Artículo:
################
Lo que aquí llaman “el monte”, o “el secano”, para diferenciarlo de “la huerta” (que es, evidentemente, lo que se riega) en el resto de España lo llaman: el desierto de los Monegros.

 

La tierra es blanca y pedregosa. Cuando no se ara crecen matojos de tomillo, o de romero, o de esparto. De vez en cuando hay algún intento de reforestación con pinos que agónicamente resisten succionando la poca sustancia que del yeso, dónde penetran sus sedientas raíces, se puede sacar. Están plantados equidistantes, en formación, como en los ridículos implantes capilares, al estilo de pelo de muñeca. Alguna caseta derruida, viejas parideras construidas con la irregular piedra de yeso que en su versión más noble se llama alabastro. El viento arranca unos arbustos, que aquí llaman “capitanas” , que ruedan secos y en grupos, y que de lejos parecen manadas de bisontes.
################
Líneas de datos:
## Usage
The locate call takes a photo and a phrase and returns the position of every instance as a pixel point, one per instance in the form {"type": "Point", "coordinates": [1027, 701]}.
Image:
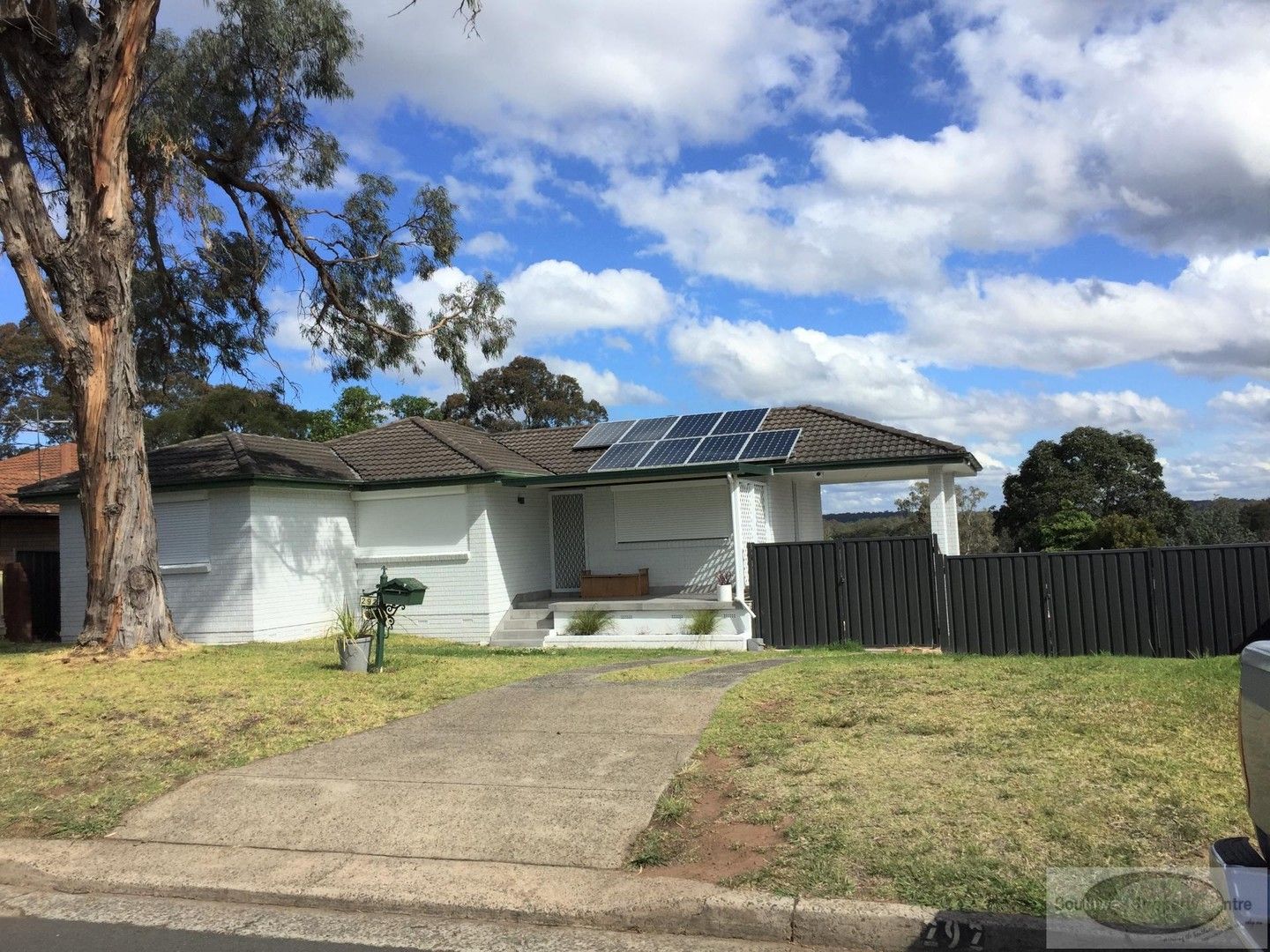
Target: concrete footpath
{"type": "Point", "coordinates": [514, 805]}
{"type": "Point", "coordinates": [557, 770]}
################
Consigna dada 1: En el texto sobre los Monegros, ¿qué nombre se da allí a los arbustos que arranca el viento?
Consigna dada 2: Prosigue el texto sobre el desierto de los Monegros a partir de su última frase.
No hace falta consultar el listado.

Resultado final 1: Los llaman “capitanas”.

Resultado final 2:
 

Hay trincheras, y algún bunker de hormigón, y cuevas para el refugio de los mozos de reemplazo del treinta y seis, y para los que vinieron a gastar su juventud y sus anhelos; y a regar con su mierda, su sangre y su orín una tierra tan baldía como la guerra en la que les habían metido. Se encuentran botellas, latas oxidadas y algún casquillo de bala, que dan fe de que allí se estuvo, y se paso miedo, y sueño, y frio, y calor, y se lloró, y se rió con la etílica  e histérica risa de los que están desesperados, de los engañados, de los que no quieren que amanezca.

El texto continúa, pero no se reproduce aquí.